## EXTRAIT DU TEXTE
Publié le 13 janvier 2012 par Copeau @Contrepoints

La période pré-électorale, et en particulier la présidentielle, est une période propice au déchaînement violent de bourrasques de bisous humides et autres avalanches de sentiments généreux portés hauts et forts. Avec l’étiolement catastrophique des messages politiques des candidats actuels, le déluge de gros bécots baveux prend une ampleur quasi-biblique.

Avec ces bisous citoyens, je n’évoque pas, pour éviter de faire un billet de plusieurs dizaine de milliers de mots, les tirs nourris de certains candidats officiels pour qui l’arrosage d’idées payées à crédit sur le dos des générations futures est devenu un sport habituel pratiqué avec acharnement.

Non, ici, il s’agit de ces bisous distribués avec une générosité aussi démonstrative que médiatique par les organisations quasiment-non-gouvernementales officiellement autorisées à le faire au rang desquelles on retrouve toujours une foultitude de personnes célèbres, riches, belles, médiatiques ou le tout ensemble.

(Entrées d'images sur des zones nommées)
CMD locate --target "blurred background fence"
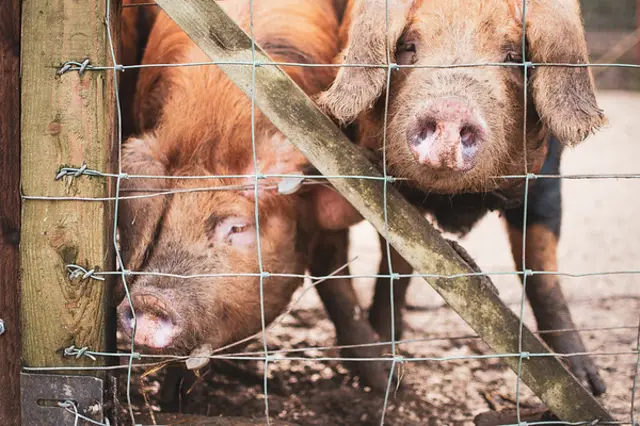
[581,0,640,90]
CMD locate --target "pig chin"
[118,294,182,350]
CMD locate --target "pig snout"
[118,294,179,349]
[407,99,486,172]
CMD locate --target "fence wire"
[22,0,640,426]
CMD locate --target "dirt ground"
[117,92,640,425]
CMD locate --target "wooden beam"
[157,0,612,421]
[0,0,21,426]
[20,0,120,377]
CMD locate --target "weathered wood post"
[0,0,21,426]
[20,0,120,425]
[156,0,612,422]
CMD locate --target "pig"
[118,0,159,140]
[118,0,387,400]
[316,0,607,395]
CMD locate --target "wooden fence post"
[156,0,612,422]
[0,0,21,426]
[20,0,120,421]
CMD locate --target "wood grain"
[157,0,612,421]
[20,0,119,374]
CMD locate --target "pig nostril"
[416,121,436,143]
[460,126,476,148]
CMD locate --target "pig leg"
[369,235,413,342]
[159,364,196,413]
[310,230,391,392]
[505,139,606,396]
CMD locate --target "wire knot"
[58,58,92,77]
[393,355,406,364]
[67,264,104,281]
[56,164,104,180]
[63,345,96,361]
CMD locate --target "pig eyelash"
[229,225,249,234]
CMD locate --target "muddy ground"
[117,92,640,425]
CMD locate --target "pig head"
[318,0,605,193]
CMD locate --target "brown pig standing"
[118,0,396,404]
[317,0,606,394]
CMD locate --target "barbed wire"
[22,0,640,426]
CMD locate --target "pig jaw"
[406,98,487,173]
[118,293,181,349]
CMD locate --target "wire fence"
[22,0,640,425]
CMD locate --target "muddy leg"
[369,231,413,342]
[311,230,391,392]
[506,140,606,395]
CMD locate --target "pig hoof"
[342,350,398,393]
[369,306,404,342]
[570,356,607,396]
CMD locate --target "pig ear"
[524,0,606,145]
[315,0,414,124]
[118,135,167,270]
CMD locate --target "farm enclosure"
[3,0,637,424]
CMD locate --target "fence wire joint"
[63,345,96,361]
[67,264,104,281]
[58,58,92,77]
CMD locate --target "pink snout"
[118,294,179,349]
[407,98,486,172]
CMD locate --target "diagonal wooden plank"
[157,0,613,422]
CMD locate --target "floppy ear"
[511,0,606,145]
[316,0,414,124]
[118,134,167,271]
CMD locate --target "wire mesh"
[18,0,640,425]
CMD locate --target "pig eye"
[214,217,256,247]
[396,42,418,65]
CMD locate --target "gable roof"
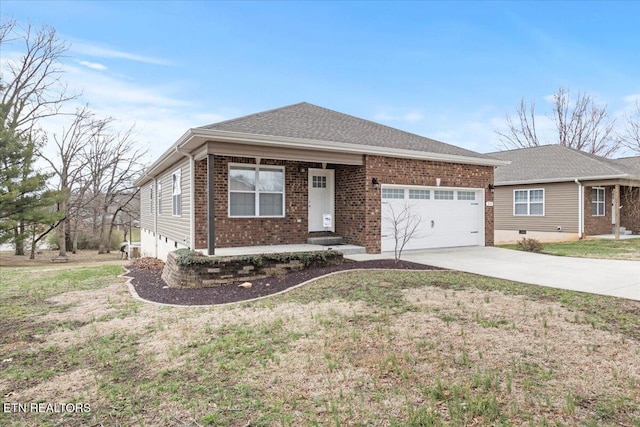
[135,102,506,186]
[200,102,488,159]
[490,144,640,185]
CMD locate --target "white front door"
[309,168,336,231]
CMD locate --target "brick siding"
[620,186,640,234]
[194,156,493,253]
[584,186,613,236]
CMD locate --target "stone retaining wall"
[162,250,344,288]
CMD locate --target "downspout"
[151,178,158,258]
[574,178,584,240]
[176,147,196,251]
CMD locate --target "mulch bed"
[126,258,442,305]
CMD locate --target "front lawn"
[500,239,640,260]
[0,266,640,426]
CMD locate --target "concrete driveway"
[356,247,640,301]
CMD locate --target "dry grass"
[0,270,640,426]
[0,249,126,267]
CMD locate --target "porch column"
[207,154,216,255]
[611,184,620,240]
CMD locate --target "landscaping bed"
[127,258,442,305]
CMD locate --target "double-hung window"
[513,188,544,216]
[591,187,605,216]
[229,165,284,217]
[171,169,182,216]
[149,184,153,215]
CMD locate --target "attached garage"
[381,185,484,251]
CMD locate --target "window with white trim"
[458,191,476,200]
[409,189,431,200]
[229,165,284,217]
[156,181,162,216]
[382,188,404,199]
[433,190,453,200]
[513,188,544,216]
[591,187,605,216]
[311,175,327,188]
[149,184,153,215]
[171,169,182,216]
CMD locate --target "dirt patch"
[126,259,442,305]
[0,249,129,268]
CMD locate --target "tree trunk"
[13,220,24,255]
[71,218,80,255]
[58,201,67,257]
[29,225,38,259]
[98,206,109,254]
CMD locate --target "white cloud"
[78,61,107,71]
[70,41,171,65]
[373,110,424,123]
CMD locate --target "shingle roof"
[200,102,490,159]
[614,156,640,174]
[489,145,640,185]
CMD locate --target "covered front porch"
[215,243,367,256]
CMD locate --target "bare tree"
[84,127,145,254]
[0,20,77,255]
[621,101,640,153]
[384,203,422,262]
[0,21,78,134]
[496,87,621,157]
[42,106,113,257]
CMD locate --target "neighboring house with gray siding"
[136,102,506,258]
[489,145,640,243]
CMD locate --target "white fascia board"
[134,128,511,187]
[494,174,636,187]
[192,129,511,166]
[133,129,202,187]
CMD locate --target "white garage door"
[382,185,484,251]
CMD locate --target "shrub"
[516,237,544,252]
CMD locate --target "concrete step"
[328,245,367,255]
[611,227,633,235]
[307,236,342,246]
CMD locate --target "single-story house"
[135,103,506,258]
[490,145,640,243]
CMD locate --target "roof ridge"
[564,146,628,175]
[196,101,313,129]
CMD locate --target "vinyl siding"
[494,182,578,233]
[156,158,191,246]
[140,181,156,231]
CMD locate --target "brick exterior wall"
[364,156,494,253]
[620,186,640,234]
[193,158,208,249]
[194,156,494,253]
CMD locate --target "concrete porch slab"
[588,234,640,240]
[214,244,366,256]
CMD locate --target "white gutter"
[573,178,584,240]
[151,178,158,258]
[135,128,511,186]
[494,174,638,187]
[191,129,511,166]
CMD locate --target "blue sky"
[0,0,640,161]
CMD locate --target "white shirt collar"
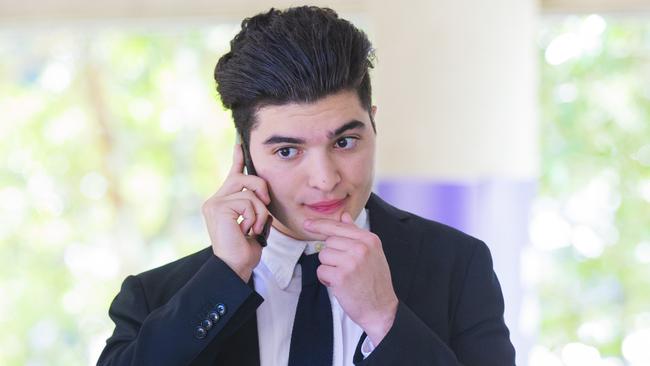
[261,208,370,290]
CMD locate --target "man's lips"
[305,197,347,213]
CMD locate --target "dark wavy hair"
[214,6,375,146]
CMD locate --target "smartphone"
[236,133,273,247]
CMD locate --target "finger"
[341,211,354,224]
[325,236,357,252]
[224,191,270,234]
[232,175,271,205]
[229,199,257,235]
[217,174,271,205]
[318,247,350,267]
[303,219,365,240]
[228,144,244,176]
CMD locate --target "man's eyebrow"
[264,135,305,145]
[264,120,366,145]
[327,120,366,139]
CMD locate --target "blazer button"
[208,311,219,324]
[201,319,212,330]
[194,326,208,339]
[216,303,226,316]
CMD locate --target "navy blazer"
[97,193,515,366]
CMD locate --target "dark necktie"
[289,253,334,366]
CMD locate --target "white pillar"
[367,0,539,365]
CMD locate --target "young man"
[98,7,514,366]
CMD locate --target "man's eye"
[275,147,298,159]
[336,136,357,149]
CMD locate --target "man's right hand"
[201,144,272,282]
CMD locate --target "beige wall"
[370,0,538,180]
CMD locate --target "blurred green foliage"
[538,15,650,365]
[0,24,237,365]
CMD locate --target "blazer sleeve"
[97,255,263,366]
[354,242,515,366]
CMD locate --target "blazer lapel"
[366,193,420,300]
[354,193,420,354]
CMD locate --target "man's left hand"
[304,212,398,346]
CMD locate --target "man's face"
[250,91,375,240]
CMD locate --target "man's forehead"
[251,92,368,136]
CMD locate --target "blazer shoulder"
[135,247,213,301]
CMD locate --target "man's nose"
[309,154,341,192]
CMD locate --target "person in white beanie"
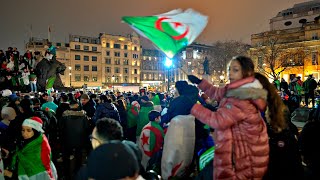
[2,89,12,97]
[4,117,57,180]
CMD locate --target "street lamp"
[111,75,115,93]
[69,66,72,87]
[164,58,172,93]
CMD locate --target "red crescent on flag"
[142,126,163,157]
[155,17,189,40]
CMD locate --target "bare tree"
[251,36,309,80]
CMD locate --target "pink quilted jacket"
[191,77,269,180]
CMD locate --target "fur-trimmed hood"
[225,79,268,111]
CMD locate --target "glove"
[188,75,202,84]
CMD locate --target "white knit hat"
[22,117,44,133]
[2,89,12,97]
[1,107,17,121]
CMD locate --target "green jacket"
[127,104,139,128]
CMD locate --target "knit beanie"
[22,117,44,133]
[1,107,17,120]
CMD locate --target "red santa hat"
[22,117,44,133]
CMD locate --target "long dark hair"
[255,73,287,132]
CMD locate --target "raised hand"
[188,75,201,84]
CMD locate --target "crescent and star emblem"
[155,17,189,40]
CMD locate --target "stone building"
[250,0,320,82]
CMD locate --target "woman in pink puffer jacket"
[188,56,281,180]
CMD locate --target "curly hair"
[255,73,287,132]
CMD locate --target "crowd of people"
[0,56,320,180]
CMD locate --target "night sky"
[0,0,305,51]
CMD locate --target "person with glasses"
[76,117,145,180]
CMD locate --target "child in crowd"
[188,56,284,179]
[4,117,57,180]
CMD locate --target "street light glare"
[164,58,172,67]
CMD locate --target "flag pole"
[48,25,51,42]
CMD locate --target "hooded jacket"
[191,77,269,180]
[93,102,120,123]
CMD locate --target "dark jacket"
[7,111,34,151]
[92,102,120,123]
[161,96,193,125]
[58,110,90,149]
[56,103,70,119]
[299,121,320,175]
[82,99,96,118]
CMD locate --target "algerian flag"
[11,134,57,180]
[122,9,208,58]
[139,121,164,169]
[0,153,4,180]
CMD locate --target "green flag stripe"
[122,16,188,58]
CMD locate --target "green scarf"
[11,134,52,177]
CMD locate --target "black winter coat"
[58,110,90,150]
[92,102,120,123]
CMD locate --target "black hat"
[88,141,139,180]
[175,81,188,95]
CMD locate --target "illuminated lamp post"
[111,75,115,93]
[164,58,172,93]
[69,66,72,88]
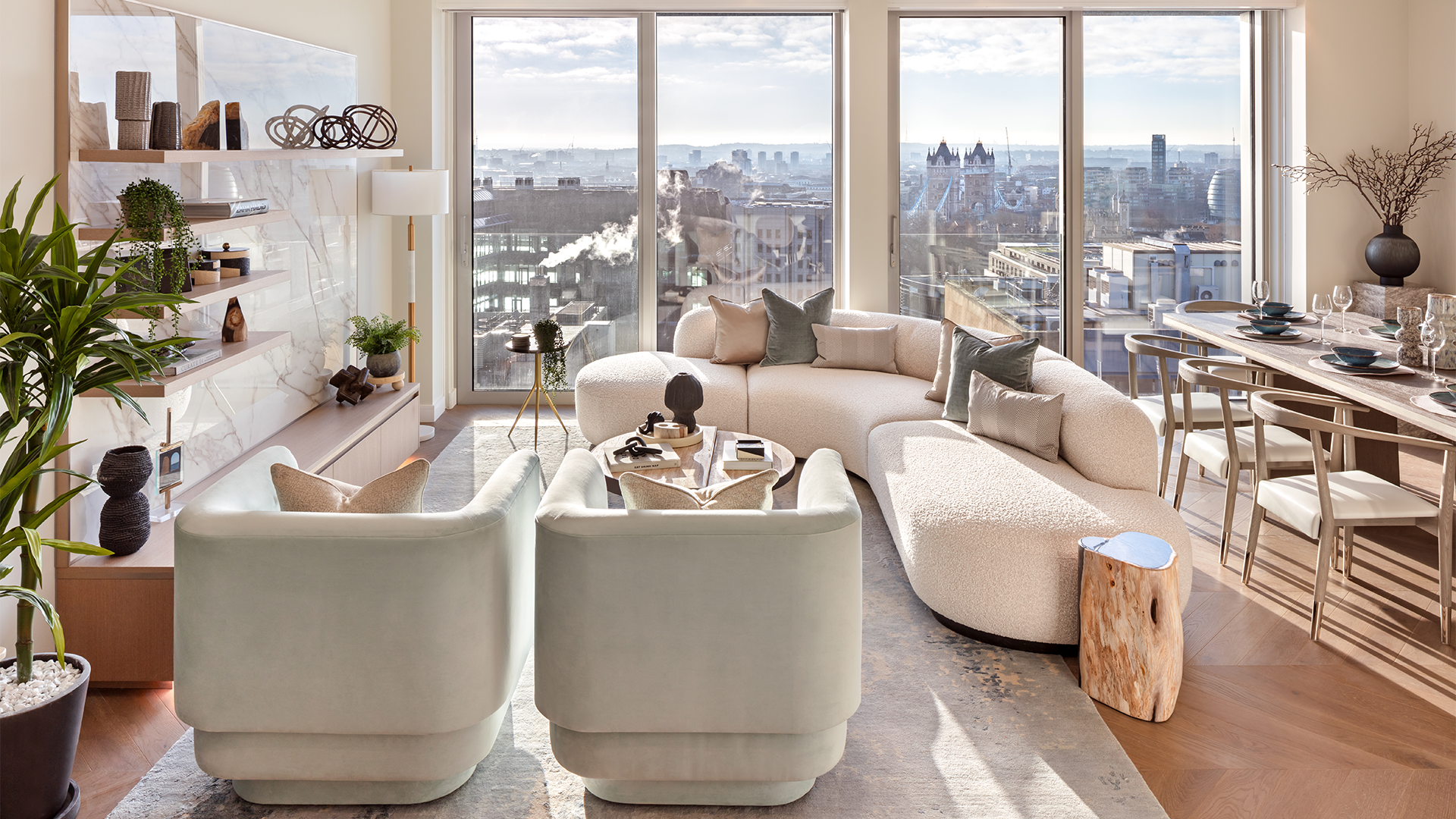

## CONSIGNES
a) Répondez à ces questions sur l'extrait consacré à la période pré-électorale :
(i) Quelle date de publication y est indiquée ?
(ii) Qu'est-ce qui prend « une ampleur quasi-biblique » ?
(iii) Par qui sont distribués les bisous dont il est question dans le dernier paragraphe ?
b) Rédigez la suite de l'extrait consacré à la période pré-électorale, à partir de sa dernière phrase.

## RÉPONSES PAR TÂCHE
a)
(i) Le 13 janvier 2012.
(ii) Le déluge de gros bécots baveux.
(iii) Par les organisations quasiment-non-gouvernementales officiellement autorisées à le faire.

b)
La semaine a ainsi commencé avec, par exemple, Éric Cantona qui est sorti du mutisme dans lequel l’avait plongé l’échec rôtissant de sa précédente tentative ridicule de faire basculer le monde bancaire en proposant judicieusement à tout le monde de sortir, le même jour, l’argent de son compte. Passé la stupeur du ratage (un an tout de même), Éric a donc choisi ce petit moment pré-électoral pour nous gratifier de ses quelques grammes de brute dans un monde de minables (dixit Copé) : pour notre footballeur / artiste / acteur / indigné / candidat, l’ensemble de la politique du logement en France doit être remis à plat et la Fondation Abbé Pierre, à laquelle il appartient, se faire fort de proposer une foultitude de solutions … qui n’en sont pas.

En effet, sous une pluie de petits bisous aux plus défavorisés, on se rend compte que les propositions formulées ne sont qu’une enfilade d’interventions étatiques aussi grossières qu’à côté de la plaque. La fondation veut ainsi (et je reprends l’excellent commentaire de Vincent Bénard sur son billet) fixer des objectifs nationaux de production, étendre le financement du logement social, taxer plus les logements vacants, empêcher la transformation de logements en résidences de tourisme, obliger les lotisseurs à intégrer 30% de logements sociaux dans leurs programmes, renforcer les obligations des collectivités au titre de la loi DALO, augmenter les seuils « SRU » de logements sociaux et tripler les amendes contre les communes qui résistent à cette forme patente de communisme.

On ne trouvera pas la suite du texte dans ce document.